___ EXCERPT PROVIDED ___

Joint Borrower Sole Proprietor (JBSP) Mortgage Explained

Picture this: You’ve found your dream home, but your salary alone won’t secure the mortgage you need. 

With soaring house prices and strict lending criteria, many first-time buyers find it challenging to secure a mortgage on their own. That’s where a Joint Borrower Sole Proprietor (JBSP) mortgage comes in. 

This innovative mortgage option could be your ticket to homeownership, even if your income falls short of traditional requirements. 

This guide explains everything you need to know about JBSP mortgages.

What Is a Joint Borrower Sole Proprietor Mortgage?

A Joint Borrower Sole Proprietor (JBSP) mortgage allows you to boost your borrowing power by adding up to three additional people’s incomes to your mortgage application. 

The twist? While you’re all responsible for the mortgage payments, only you, as the sole proprietor, own the property. 

It’s a win-win situation that’s gaining popularity among UK homebuyers.

How Does a JBSP Mortgage Work?

With a JBSP mortgage, you can rope in your parents, siblings, or even close friends to support your application. Their incomes are factored into the affordability assessment, potentially allowing you to borrow more.

Here’s the key: while all borrowers are on the hook for repayments, only YOU appear on the property deeds. This means you’re the sole legal owner of the home. 

Your supporters are essentially lending their financial clout without claiming ownership rights.

It’s important to note that all borrowers undergo credit checks, and their existing financial commitments are considered. 

So, choose your co-borrowers wisely!

Image showing how JBSP mortgages work

Who Can Benefit from a JBSP Mortgage?

JBSP mortgages are a godsend for various situations:

  1. First-time buyers with modest incomes
  2. Young professionals early in their careers
  3. Self-employed individuals with fluctuating incomes
  4. Those with a less-than-perfect credit history
  5. Parents wanting to help their children onto the property ladder

If you fall into any of these categories, a JBSP mortgage could be your path to homeownership. 👍

What Are the Advantages of a JBSP Mortgage?

JBSP mortgages come with several perks that make them attractive to UK homebuyers:

– Increased borrowing capacity. By combining incomes, you can potentially secure a larger mortgage.
– Easier qualification. If you’re struggling to meet lending criteria alone, additional borrowers can strengthen your application.
– Stamp duty savings. As the sole proprietor, you may still qualify for first-time buyer stamp duty relief.
– Flexibility. You can include up to four borrowers, allowing for various family arrangements.
– Future independence. As your income grows, you can potentially remortgage in your name only.

Are There Any Drawbacks to Consider?

While JBSP mortgages offer numerous benefits, they’re not without potential pitfalls:

– Shared responsibility. All borrowers are liable for repayments, which could strain relationships if issues arise.
– Limited control for co-borrowers. Despite financial responsibility, co-borrowers have no legal rights to the property.

___

Answer these questions from the mortgage guide, one per line:
1. How many additional people's incomes can be added to a JBSP mortgage application?
2. Who appears on the property deeds?
3. What kind of stamp duty relief may the sole proprietor still qualify for?
The items that follow come from a separate source.

___ DATASET ROWS ___

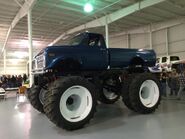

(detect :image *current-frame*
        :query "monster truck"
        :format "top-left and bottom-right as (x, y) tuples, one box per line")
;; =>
(28, 32), (161, 130)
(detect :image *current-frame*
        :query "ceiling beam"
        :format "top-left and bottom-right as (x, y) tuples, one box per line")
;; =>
(49, 0), (166, 45)
(2, 0), (38, 52)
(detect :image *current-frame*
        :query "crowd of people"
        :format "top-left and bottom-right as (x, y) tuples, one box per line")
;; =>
(160, 65), (185, 100)
(0, 74), (28, 88)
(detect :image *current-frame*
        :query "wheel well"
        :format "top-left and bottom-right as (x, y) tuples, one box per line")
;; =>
(56, 58), (81, 71)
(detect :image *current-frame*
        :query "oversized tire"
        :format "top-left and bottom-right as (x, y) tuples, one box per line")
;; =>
(44, 76), (97, 130)
(129, 73), (161, 114)
(121, 74), (136, 111)
(99, 89), (120, 104)
(27, 85), (47, 113)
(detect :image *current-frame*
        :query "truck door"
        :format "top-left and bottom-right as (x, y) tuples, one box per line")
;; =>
(82, 34), (108, 70)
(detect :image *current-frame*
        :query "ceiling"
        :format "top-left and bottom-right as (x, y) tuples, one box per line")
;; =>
(0, 0), (185, 64)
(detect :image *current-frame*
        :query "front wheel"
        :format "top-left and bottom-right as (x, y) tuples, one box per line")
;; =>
(129, 73), (161, 114)
(44, 76), (97, 130)
(27, 85), (47, 113)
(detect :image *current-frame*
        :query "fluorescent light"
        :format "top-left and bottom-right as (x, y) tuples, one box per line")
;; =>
(13, 51), (28, 58)
(84, 3), (94, 13)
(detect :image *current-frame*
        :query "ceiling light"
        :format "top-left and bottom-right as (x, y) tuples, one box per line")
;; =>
(13, 51), (28, 58)
(84, 2), (94, 13)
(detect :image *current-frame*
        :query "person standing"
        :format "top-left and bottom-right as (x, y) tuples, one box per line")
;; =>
(177, 64), (185, 100)
(170, 69), (179, 96)
(160, 70), (167, 97)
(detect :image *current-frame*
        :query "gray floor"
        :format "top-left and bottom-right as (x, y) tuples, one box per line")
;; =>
(0, 93), (185, 139)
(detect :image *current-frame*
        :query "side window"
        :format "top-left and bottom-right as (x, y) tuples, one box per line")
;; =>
(162, 57), (167, 63)
(88, 36), (100, 47)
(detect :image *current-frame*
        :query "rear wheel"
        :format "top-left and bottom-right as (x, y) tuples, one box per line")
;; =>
(129, 73), (161, 114)
(44, 76), (97, 130)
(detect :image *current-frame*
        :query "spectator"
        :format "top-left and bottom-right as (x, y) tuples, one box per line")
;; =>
(177, 64), (185, 100)
(169, 69), (179, 96)
(17, 75), (22, 87)
(11, 75), (16, 87)
(160, 70), (167, 97)
(23, 74), (28, 83)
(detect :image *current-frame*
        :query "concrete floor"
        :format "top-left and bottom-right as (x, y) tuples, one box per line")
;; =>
(0, 94), (185, 139)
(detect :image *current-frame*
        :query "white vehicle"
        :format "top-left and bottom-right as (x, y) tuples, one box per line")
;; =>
(156, 56), (180, 72)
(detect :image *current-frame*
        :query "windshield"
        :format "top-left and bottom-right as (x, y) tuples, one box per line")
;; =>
(170, 56), (179, 61)
(69, 35), (84, 45)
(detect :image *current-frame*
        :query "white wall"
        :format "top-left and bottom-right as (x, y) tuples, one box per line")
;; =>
(109, 19), (185, 59)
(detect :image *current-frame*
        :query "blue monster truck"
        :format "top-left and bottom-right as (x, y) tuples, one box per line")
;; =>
(28, 32), (161, 130)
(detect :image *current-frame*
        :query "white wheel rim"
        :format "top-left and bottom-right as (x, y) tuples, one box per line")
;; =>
(103, 89), (118, 100)
(139, 80), (160, 108)
(59, 85), (93, 122)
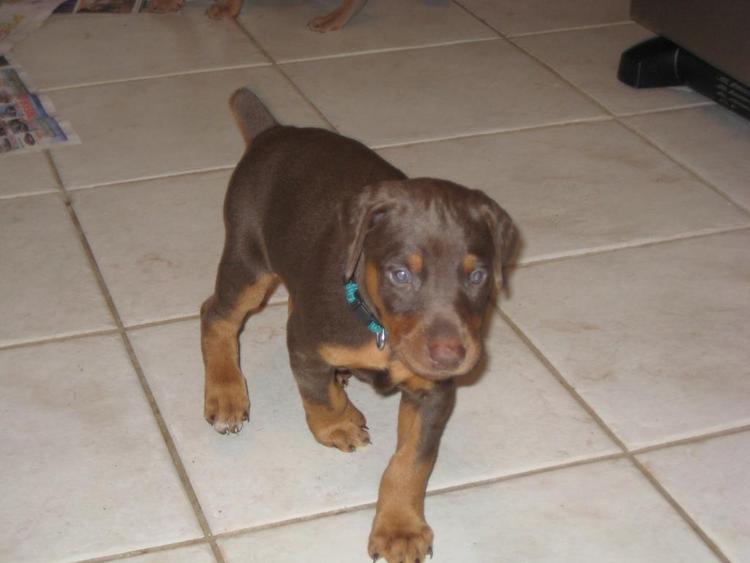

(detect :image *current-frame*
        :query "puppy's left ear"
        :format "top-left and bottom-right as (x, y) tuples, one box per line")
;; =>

___

● EXPECTED ANSWER:
1. Up to three.
2. Only the sole proprietor.
3. First-time buyer stamp duty relief.